SOURCE INFORMATION START
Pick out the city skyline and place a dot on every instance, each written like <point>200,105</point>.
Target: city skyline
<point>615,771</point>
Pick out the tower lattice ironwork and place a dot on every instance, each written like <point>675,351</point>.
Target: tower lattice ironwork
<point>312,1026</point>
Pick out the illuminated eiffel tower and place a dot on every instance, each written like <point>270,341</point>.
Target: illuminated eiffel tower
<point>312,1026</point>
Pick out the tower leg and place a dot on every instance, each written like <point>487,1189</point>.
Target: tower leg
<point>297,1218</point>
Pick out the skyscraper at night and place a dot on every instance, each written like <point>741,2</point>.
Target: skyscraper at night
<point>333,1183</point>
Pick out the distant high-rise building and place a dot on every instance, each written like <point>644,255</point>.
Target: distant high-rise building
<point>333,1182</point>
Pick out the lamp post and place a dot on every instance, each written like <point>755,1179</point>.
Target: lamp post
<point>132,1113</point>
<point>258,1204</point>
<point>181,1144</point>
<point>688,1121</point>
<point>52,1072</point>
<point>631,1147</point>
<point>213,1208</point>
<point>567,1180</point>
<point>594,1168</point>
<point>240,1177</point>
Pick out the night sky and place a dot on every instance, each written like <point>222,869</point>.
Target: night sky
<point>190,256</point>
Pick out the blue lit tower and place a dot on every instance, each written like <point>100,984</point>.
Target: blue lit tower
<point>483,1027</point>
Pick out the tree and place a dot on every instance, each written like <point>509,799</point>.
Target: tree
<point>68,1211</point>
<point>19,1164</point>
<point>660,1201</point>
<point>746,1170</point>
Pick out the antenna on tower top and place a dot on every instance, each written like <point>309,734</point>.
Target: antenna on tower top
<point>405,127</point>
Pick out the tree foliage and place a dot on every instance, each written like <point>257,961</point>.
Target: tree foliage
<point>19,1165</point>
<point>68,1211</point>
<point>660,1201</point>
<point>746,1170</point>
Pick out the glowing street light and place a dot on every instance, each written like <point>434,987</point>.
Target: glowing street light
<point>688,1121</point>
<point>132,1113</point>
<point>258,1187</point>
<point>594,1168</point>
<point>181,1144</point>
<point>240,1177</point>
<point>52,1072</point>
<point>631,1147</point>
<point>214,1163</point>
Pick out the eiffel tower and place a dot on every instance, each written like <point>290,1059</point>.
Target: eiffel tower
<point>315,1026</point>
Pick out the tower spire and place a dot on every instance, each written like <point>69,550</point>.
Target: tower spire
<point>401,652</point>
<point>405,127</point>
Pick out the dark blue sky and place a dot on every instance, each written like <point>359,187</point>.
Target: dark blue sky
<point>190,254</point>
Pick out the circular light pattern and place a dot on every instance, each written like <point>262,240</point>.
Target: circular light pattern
SOURCE INFORMATION END
What is needed is an exact copy of all the entries.

Pick out the city skyline and place a dot on every instance, each written like <point>200,105</point>.
Target: city skyline
<point>615,771</point>
Pick out the tower lattice ironwork and place a dot on every instance, each written like <point>675,351</point>.
Target: tower lattice ironwork
<point>312,1026</point>
Pick out the illuminated eiffel tower and place a dot on every instance, each written like <point>270,341</point>.
Target: illuminated eiffel tower
<point>312,1026</point>
Pick out the tower leg and place a dot on every instance, each written like <point>487,1189</point>.
Target: tower leg
<point>297,1218</point>
Pick out the skyscraper at night and place a dot on every instance, each written like <point>741,2</point>.
Target: skyscraper at night
<point>333,1183</point>
Pick out the distant high-rise building and place a dot on every instance, each written like <point>644,255</point>.
Target: distant high-rise building
<point>333,1182</point>
Pick out the lamp post and place a dot on every instance, each written like <point>755,1179</point>.
Target: lamp post
<point>132,1113</point>
<point>258,1204</point>
<point>181,1144</point>
<point>688,1121</point>
<point>52,1072</point>
<point>631,1147</point>
<point>213,1208</point>
<point>567,1180</point>
<point>594,1168</point>
<point>240,1177</point>
Pick out the night sky and place a dot on every instance, each written like <point>222,869</point>.
Target: night sky
<point>190,256</point>
Pick out the blue lit tower and place a dot on every instance, each written like <point>100,984</point>.
Target: blue lit tower
<point>483,1027</point>
Pick out the tree and place a dot on every instance, each written like <point>509,799</point>.
Target: tree
<point>68,1211</point>
<point>19,1164</point>
<point>660,1201</point>
<point>746,1170</point>
Pick out the antenna on tower top and place a dot on every instance, each written like <point>309,734</point>.
Target: antenna on tower top
<point>405,127</point>
Pick out the tree foliage and place a dot on every instance, each written like <point>257,961</point>.
Target: tree foliage
<point>19,1165</point>
<point>68,1211</point>
<point>660,1201</point>
<point>746,1170</point>
Pick out the glowing street light and place a dot on every instance, each written like <point>434,987</point>.
Target: glowing street light
<point>688,1121</point>
<point>132,1113</point>
<point>258,1187</point>
<point>594,1168</point>
<point>181,1144</point>
<point>240,1177</point>
<point>52,1072</point>
<point>631,1147</point>
<point>214,1163</point>
Pick out the eiffel tower and place a dot on every instance, each written like <point>290,1059</point>.
Target: eiffel tower
<point>315,1026</point>
Pick out the tower spire and place a dot on every instance, each written like <point>69,550</point>.
Target: tower spire
<point>401,652</point>
<point>405,127</point>
Pick out the dark blue sky and place a dot on every instance, each written like <point>359,187</point>.
Target: dark blue sky
<point>190,254</point>
Pick out the circular light pattern and place a dot on every instance, each written like <point>262,240</point>.
Target: circular light pattern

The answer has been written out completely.